━━━ TEXT EXTRACT ━━━

Summer clams, the cost of having friends, and is it okay to be patriotic?
Jess Graves selects her top Substack reads
This week’s digest is guest edited by journalist, early blogger, and fashion and beauty writer , who publishes on Substack. Jess’s most popular posts include “Hot Girls in the Hamptons,” “I Resolve to... Care For and Repair,” and “The Rise of the Edfluencer, the Relatability Trap, and What Creators Actually Owe You.” If you enjoy Jess’s selections today, be sure to subscribe to her Substack.
Substack felt like home to me right away. As a kid, I would publish a newsletter for my family and send it out in the mail. As an adolescent, I ran an online zine on AOL. As a teenager, I wrote a LiveJournal my entire high school devoured like it was Deuxmoi. In college, I started my first real blog, which kicked off a long career in fashion publishing, both online and off.
When the industry pivoted to platforms prioritizing images over the written word, I lost my way for a while. I didn’t know where I belonged or what I had to say. I contributed to magazines occasionally, but the pitching process wore me down, and the ideas I got across the line were always watered down and underpaid. It wasn’t until I ran across a friend’s newsletter on Substack that something clicked again. I started my newsletter that night, and now, three years later, I’m amazed at the opportunities being on this platform continues to afford me. In April, I made my newsletter my full-time job.

━━━

*SHORT PROBLEM:*
Quote the digest introduction exactly, everything from "When the industry" down to "my full-time job.". None of the items matter here.

━━━ DATASET EXTRACT ━━━

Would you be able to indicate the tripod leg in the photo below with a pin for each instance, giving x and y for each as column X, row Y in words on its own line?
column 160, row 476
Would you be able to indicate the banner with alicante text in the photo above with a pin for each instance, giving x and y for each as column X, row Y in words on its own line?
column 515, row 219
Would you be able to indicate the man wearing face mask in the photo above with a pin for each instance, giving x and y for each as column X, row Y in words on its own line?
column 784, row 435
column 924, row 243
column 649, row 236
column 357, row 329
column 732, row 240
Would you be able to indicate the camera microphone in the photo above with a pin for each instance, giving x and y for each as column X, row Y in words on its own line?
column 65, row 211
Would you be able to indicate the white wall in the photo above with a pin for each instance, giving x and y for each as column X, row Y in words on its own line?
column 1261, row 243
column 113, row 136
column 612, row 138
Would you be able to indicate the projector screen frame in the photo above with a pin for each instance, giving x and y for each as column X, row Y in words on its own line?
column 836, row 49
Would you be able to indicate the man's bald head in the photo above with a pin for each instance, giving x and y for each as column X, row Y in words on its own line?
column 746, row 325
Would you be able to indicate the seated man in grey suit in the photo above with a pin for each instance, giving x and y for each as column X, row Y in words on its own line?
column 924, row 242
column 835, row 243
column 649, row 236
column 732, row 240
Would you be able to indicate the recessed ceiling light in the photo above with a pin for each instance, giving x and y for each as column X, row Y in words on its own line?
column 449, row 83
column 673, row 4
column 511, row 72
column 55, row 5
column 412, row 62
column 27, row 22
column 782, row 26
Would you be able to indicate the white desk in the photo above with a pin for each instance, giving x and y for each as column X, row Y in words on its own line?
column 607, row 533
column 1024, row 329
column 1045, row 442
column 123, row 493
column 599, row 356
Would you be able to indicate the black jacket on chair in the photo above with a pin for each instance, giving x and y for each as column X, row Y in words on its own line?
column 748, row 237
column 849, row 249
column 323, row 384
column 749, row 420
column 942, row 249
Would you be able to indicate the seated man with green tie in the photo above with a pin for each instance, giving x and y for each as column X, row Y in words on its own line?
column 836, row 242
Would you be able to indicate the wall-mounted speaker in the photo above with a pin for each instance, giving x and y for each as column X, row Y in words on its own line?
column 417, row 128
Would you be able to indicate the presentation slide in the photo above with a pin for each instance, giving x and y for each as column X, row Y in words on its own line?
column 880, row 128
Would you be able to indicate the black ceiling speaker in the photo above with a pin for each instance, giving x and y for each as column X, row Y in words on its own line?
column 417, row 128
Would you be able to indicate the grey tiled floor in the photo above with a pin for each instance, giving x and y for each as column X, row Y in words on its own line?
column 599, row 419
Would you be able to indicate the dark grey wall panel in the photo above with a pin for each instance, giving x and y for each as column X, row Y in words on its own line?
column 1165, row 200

━━━

*SOLVED EXERCISE:*
When the industry pivoted to platforms prioritizing images over the written word, I lost my way for a while. I didn’t know where I belonged or what I had to say. I contributed to magazines occasionally, but the pitching process wore me down, and the ideas I got across the line were always watered down and underpaid. It wasn’t until I ran across a friend’s newsletter on Substack that something clicked again. I started my newsletter that night, and now, three years later, I’m amazed at the opportunities being on this platform continues to afford me. In April, I made my newsletter my full-time job.